* [Task requirements]: Produce an exact copy of all the data below, dropping every image.

* [Extracted data]:
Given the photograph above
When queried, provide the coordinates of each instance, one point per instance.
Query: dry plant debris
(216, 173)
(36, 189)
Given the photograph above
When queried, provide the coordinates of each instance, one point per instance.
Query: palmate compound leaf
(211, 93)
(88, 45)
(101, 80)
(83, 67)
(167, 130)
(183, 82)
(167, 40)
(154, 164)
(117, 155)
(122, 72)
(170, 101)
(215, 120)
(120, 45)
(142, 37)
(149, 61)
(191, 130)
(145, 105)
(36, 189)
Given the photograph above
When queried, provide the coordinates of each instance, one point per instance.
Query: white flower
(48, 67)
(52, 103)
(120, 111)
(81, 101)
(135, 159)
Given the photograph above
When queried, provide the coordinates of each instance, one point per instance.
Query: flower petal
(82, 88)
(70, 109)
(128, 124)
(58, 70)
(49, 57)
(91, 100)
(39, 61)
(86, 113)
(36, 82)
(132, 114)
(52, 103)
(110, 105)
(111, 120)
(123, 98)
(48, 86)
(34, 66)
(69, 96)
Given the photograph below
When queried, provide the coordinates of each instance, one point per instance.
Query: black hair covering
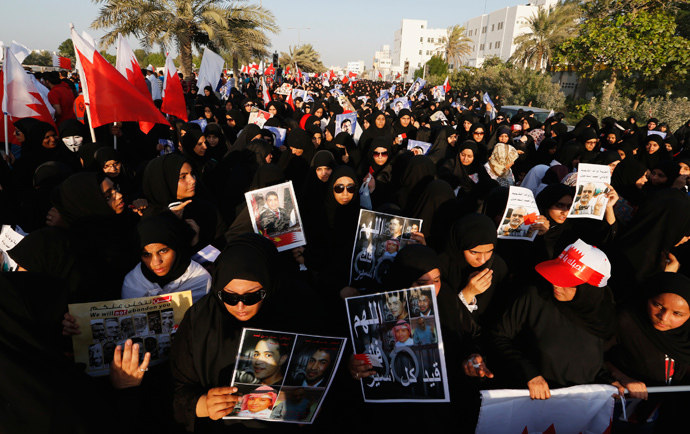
(676, 342)
(467, 233)
(161, 177)
(248, 257)
(105, 154)
(80, 198)
(411, 263)
(166, 230)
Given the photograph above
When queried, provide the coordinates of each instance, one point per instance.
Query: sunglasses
(340, 188)
(247, 299)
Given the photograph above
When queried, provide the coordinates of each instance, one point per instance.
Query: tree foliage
(235, 27)
(515, 85)
(308, 59)
(455, 46)
(545, 32)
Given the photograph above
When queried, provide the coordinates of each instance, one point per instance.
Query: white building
(415, 43)
(356, 67)
(493, 34)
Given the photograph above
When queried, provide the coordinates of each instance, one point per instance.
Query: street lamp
(299, 30)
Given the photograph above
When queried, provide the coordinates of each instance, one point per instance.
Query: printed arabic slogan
(284, 377)
(378, 240)
(392, 332)
(149, 321)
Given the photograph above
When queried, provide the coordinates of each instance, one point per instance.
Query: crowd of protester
(121, 217)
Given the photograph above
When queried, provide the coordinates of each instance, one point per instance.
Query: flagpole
(4, 100)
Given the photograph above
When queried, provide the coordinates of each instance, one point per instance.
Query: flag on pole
(107, 93)
(62, 62)
(264, 92)
(210, 70)
(129, 67)
(446, 85)
(173, 95)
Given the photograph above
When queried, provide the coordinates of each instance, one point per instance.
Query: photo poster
(149, 321)
(346, 122)
(520, 214)
(258, 117)
(400, 103)
(275, 215)
(392, 332)
(8, 239)
(279, 135)
(417, 147)
(284, 377)
(439, 93)
(416, 87)
(590, 191)
(284, 89)
(378, 239)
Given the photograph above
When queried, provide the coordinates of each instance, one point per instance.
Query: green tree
(455, 46)
(39, 58)
(545, 32)
(221, 25)
(306, 58)
(638, 46)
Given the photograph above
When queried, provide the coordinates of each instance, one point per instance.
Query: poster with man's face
(398, 333)
(520, 215)
(283, 377)
(150, 322)
(378, 240)
(275, 214)
(591, 190)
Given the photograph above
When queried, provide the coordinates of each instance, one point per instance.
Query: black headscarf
(169, 232)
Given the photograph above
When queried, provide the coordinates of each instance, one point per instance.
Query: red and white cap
(579, 263)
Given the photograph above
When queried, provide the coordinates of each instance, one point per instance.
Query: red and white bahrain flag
(173, 95)
(109, 95)
(586, 409)
(129, 67)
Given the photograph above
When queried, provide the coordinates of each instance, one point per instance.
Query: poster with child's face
(591, 191)
(520, 215)
(275, 214)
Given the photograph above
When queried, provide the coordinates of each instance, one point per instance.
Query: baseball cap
(579, 263)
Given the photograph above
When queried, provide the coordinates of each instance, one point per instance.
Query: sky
(340, 31)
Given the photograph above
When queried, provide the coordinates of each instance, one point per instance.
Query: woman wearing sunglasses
(244, 293)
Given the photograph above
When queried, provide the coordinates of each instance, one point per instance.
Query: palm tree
(455, 46)
(305, 57)
(219, 25)
(545, 32)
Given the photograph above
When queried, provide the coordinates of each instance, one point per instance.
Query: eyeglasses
(339, 188)
(247, 299)
(561, 206)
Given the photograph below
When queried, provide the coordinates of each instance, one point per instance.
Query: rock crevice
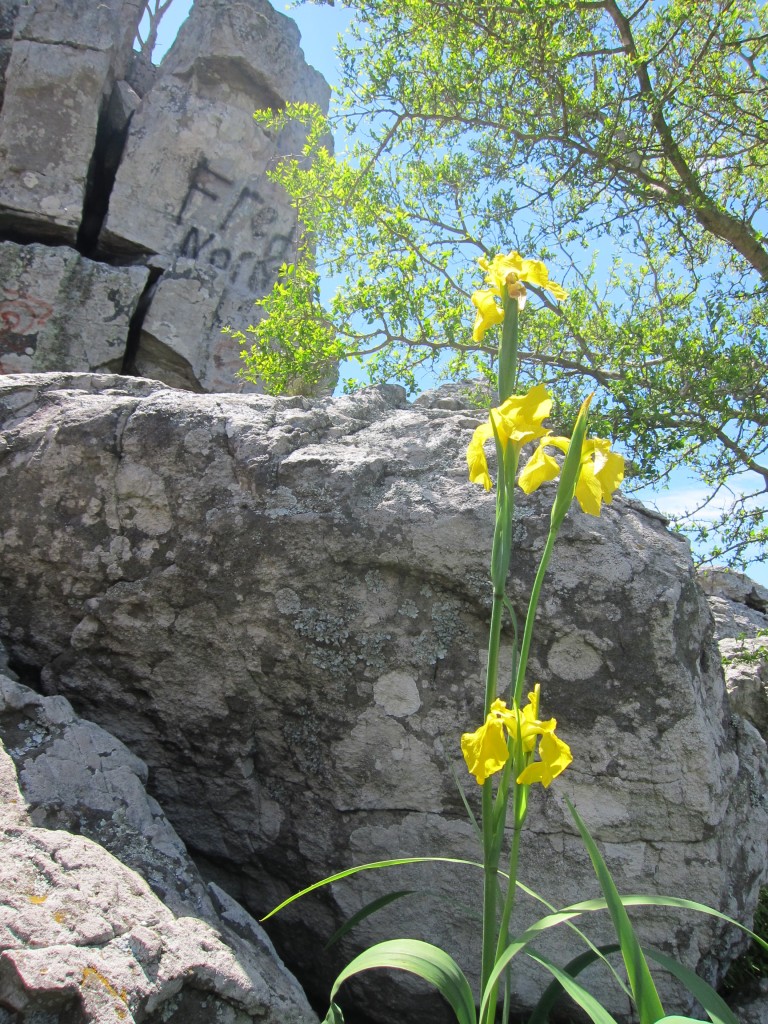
(96, 178)
(281, 606)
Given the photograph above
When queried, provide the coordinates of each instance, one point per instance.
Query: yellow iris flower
(485, 751)
(509, 272)
(601, 472)
(488, 314)
(505, 270)
(517, 420)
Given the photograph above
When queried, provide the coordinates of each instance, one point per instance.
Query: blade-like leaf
(646, 998)
(681, 1020)
(553, 991)
(375, 865)
(585, 999)
(366, 911)
(334, 1015)
(718, 1010)
(424, 960)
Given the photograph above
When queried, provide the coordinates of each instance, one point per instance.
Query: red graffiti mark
(22, 313)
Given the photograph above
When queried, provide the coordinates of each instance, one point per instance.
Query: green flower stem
(530, 615)
(508, 349)
(489, 883)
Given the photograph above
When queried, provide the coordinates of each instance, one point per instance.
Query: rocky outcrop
(166, 189)
(281, 606)
(739, 607)
(60, 309)
(83, 937)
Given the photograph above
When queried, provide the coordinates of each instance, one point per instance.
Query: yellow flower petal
(555, 757)
(538, 470)
(503, 270)
(485, 750)
(488, 314)
(601, 471)
(478, 467)
(521, 415)
(517, 420)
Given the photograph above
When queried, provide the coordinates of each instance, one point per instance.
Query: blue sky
(320, 27)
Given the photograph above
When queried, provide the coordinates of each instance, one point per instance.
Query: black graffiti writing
(202, 180)
(255, 269)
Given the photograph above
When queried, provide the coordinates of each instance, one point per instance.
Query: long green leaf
(366, 911)
(334, 1015)
(374, 865)
(585, 999)
(675, 1019)
(553, 991)
(718, 1011)
(424, 960)
(646, 997)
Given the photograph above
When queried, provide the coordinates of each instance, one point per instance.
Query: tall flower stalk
(515, 748)
(501, 753)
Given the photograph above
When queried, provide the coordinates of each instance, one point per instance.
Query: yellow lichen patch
(91, 972)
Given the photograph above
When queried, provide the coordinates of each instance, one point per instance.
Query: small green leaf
(718, 1010)
(334, 1015)
(553, 991)
(646, 998)
(423, 960)
(585, 999)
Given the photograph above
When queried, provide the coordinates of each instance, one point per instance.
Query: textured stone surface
(221, 227)
(60, 311)
(82, 937)
(64, 61)
(190, 200)
(739, 607)
(8, 9)
(282, 606)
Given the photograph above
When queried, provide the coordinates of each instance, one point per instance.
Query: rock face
(739, 607)
(64, 61)
(82, 936)
(282, 605)
(60, 309)
(167, 189)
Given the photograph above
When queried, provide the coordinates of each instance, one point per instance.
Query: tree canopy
(625, 143)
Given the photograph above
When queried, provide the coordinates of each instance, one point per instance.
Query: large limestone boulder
(64, 61)
(61, 311)
(220, 228)
(82, 935)
(163, 184)
(739, 607)
(282, 607)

* [Result of the task]:
Given the photograph above
When queried, provide the coordinates of each instance, one point per instance.
Query: dry plant debris
(216, 173)
(36, 189)
Given the photograph above
When queried, provide the coordinates of each instance, one point per instance.
Query: palmate compound leaf
(211, 93)
(88, 45)
(101, 80)
(83, 67)
(167, 130)
(183, 82)
(167, 40)
(154, 164)
(117, 155)
(122, 72)
(170, 101)
(215, 120)
(120, 45)
(142, 37)
(149, 61)
(191, 130)
(145, 105)
(36, 189)
Given the photograph above
When queried, provide the coordinates of each instance, one point per instance.
Query: white flower
(48, 67)
(52, 103)
(120, 111)
(81, 101)
(135, 159)
Given the photograph above
When queried, provide the coordinates of each instance, one point per instance.
Query: flower petal
(82, 88)
(70, 109)
(128, 124)
(58, 70)
(49, 57)
(91, 100)
(39, 61)
(86, 113)
(36, 82)
(132, 114)
(52, 103)
(110, 105)
(111, 120)
(123, 98)
(48, 86)
(34, 66)
(69, 96)
Given the photograph below
When queried, provide the coordinates of each instance, one point per instance.
Query: black hair covering
(676, 342)
(467, 233)
(161, 177)
(248, 257)
(105, 154)
(80, 198)
(411, 263)
(166, 230)
Given the photograph above
When queried, provide the coordinates of each instance, one point per instance.
Query: sunglasses
(340, 188)
(247, 299)
Given the photograph above
When queried, provide the coordinates of each instance, one point per instance.
Query: tree foliage
(235, 27)
(515, 85)
(308, 59)
(455, 46)
(545, 32)
Given the photograph above
When queried, provide the coordinates of each instance, one point per instance.
Query: white building
(415, 43)
(356, 67)
(493, 34)
Given the photograph above
When queried, provide the coordinates of each instance, one point per instance.
Query: street lamp
(299, 30)
Given the photograph above
When queried, provide the coordinates of each instance, one point per instance.
Query: printed arabic slogan
(284, 377)
(378, 240)
(392, 332)
(149, 321)
Given the photograph above
When queried, provide the coordinates of each instance, one point per instance.
Query: crowd of protester
(121, 217)
Given the photograph above
When queried, provide the coordinates of each instance, one point per instance.
Query: flagpole
(4, 100)
Given the photograph above
When queried, provide the coordinates of each instance, one point per instance.
Query: flag on pole
(107, 93)
(62, 62)
(264, 92)
(210, 70)
(129, 67)
(446, 85)
(173, 95)
Given the photograph above
When queried, provide the coordinates of each instance, one point per instance.
Query: photo poster
(149, 321)
(346, 122)
(520, 214)
(258, 117)
(400, 103)
(275, 215)
(392, 332)
(8, 239)
(279, 135)
(417, 147)
(284, 377)
(439, 93)
(416, 87)
(590, 191)
(284, 89)
(378, 239)
Given the photograph above
When queried, provide the coordinates of each instance, one point per instance.
Query: green tree
(455, 46)
(39, 58)
(545, 32)
(221, 25)
(306, 58)
(638, 46)
Given the photograph above
When queried, provide the coordinates of each instance, one point per instance.
Query: poster with man's face
(398, 333)
(520, 215)
(283, 377)
(150, 322)
(378, 240)
(275, 214)
(591, 190)
Given the photograph above
When queried, provide the coordinates of each instance, one point per instance.
Query: black headscarf
(169, 232)
Given the photograph above
When queried, provide the coordinates of each instance, one point per instance.
Query: red and white cap
(579, 263)
Given the photograph above
When queried, provide the coordinates of each instance, one point per instance.
Query: red and white bahrain flag
(173, 95)
(109, 95)
(586, 409)
(129, 67)
Given the photograph above
When queried, provide the coordinates of each instance, one point per instance.
Query: poster with child's face
(591, 191)
(520, 215)
(275, 214)
Given the photograph above
When queried, provide the coordinates of each instance, one point per instance.
Query: baseball cap
(579, 263)
Given the photograph above
When queried, provide the coordinates of each instance, one point per instance.
Query: sky
(340, 31)
Given the photograph above
When queried, provide the coordinates of each instance, one point per instance.
Query: woman wearing sunglasses
(244, 293)
Given the photograph above
When queried, provide the coordinates of each instance, one point per instance.
Query: palm tree
(455, 46)
(305, 57)
(219, 25)
(545, 32)
Given the photograph above
When queried, provide the coordinates of each instance, one point per instance.
Query: eyeglasses
(339, 188)
(247, 299)
(561, 206)
Given the photograph below
When queried, provide the coordinates of each instance, one point per instance.
Query: rock crevice
(96, 178)
(281, 606)
Given the photograph above
When queried, provide the coordinates of each instance, one point per instance.
Query: yellow iris flower
(485, 751)
(509, 272)
(601, 472)
(488, 314)
(505, 270)
(517, 420)
Given the photograph above
When queried, provide the coordinates of each instance, one point per instance.
Query: blade-like leaf
(646, 998)
(681, 1020)
(553, 991)
(375, 865)
(585, 999)
(366, 911)
(334, 1015)
(718, 1010)
(424, 960)
Given the photograph above
When queried, provide the coordinates of each instance, one point per instance.
Query: red graffiti mark
(22, 313)
Given the photograph above
When queried, provide the coordinates of each instance, one point per instance.
Query: green flower stem
(530, 615)
(508, 349)
(489, 883)
Given the photograph above
When queried, provide the coordinates of each instance, one point per instance.
Query: rocky outcrop
(166, 189)
(281, 606)
(739, 607)
(60, 309)
(83, 937)
Given the photograph above
When queried, provide the coordinates of each instance, one point per instance.
Query: yellow flower petal
(555, 757)
(538, 470)
(503, 270)
(485, 750)
(488, 314)
(601, 471)
(478, 467)
(521, 415)
(517, 420)
Given the photograph above
When queried, provide the coordinates of each instance, one point per instance.
Query: blue sky
(320, 27)
Given the photograph above
When queried, provide the coordinates of each instance, one point per instance.
Query: black graffiti writing
(202, 180)
(255, 269)
Given the photograph above
When queried, provide the coordinates of each instance, one point per instance.
Query: long green leaf
(366, 911)
(334, 1015)
(374, 865)
(585, 999)
(675, 1019)
(553, 991)
(718, 1011)
(424, 960)
(646, 997)
Given the photograph above
When queried, provide the coordinates of each instance, one point per instance.
Query: tall flower stalk
(515, 748)
(501, 753)
Given the photograph above
When queried, provide the coordinates of each instance, one point per instance.
Query: yellow lichen patch
(91, 972)
Given the photograph above
When queried, provide the coordinates of each instance, one point per instance.
Query: small green leaf
(718, 1010)
(334, 1015)
(553, 991)
(646, 998)
(423, 960)
(585, 999)
Given the photograph above
When queried, provide the coordinates of each instance, one point per instance.
Query: textured stone surface
(221, 227)
(60, 311)
(82, 937)
(64, 61)
(190, 200)
(739, 607)
(8, 9)
(282, 606)
Given the photograph above
When queried, provide the coordinates of each instance, one point per instance.
Query: rock face
(739, 607)
(64, 61)
(82, 936)
(282, 605)
(60, 309)
(167, 189)
Given the photograph above
When queried, provide the coordinates of each instance, one point per instance.
Query: tree canopy
(625, 143)
Given the photograph above
When queried, provide the coordinates of each instance, one point per instance.
Query: large limestone boulder
(64, 61)
(61, 311)
(220, 228)
(82, 935)
(163, 184)
(739, 607)
(282, 607)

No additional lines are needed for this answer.